▶ [Problem statement] Repeat the entries that follow from start to finish, keeping every character.
(Information provided Opens)
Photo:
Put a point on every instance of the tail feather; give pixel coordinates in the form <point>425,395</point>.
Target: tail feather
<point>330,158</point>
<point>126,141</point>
(Information provided Closes)
▶ [Task solution]
Photo:
Put a point on every instance of the tail feather; give pixel coordinates in the form <point>425,395</point>.
Target: tail feather
<point>330,158</point>
<point>126,141</point>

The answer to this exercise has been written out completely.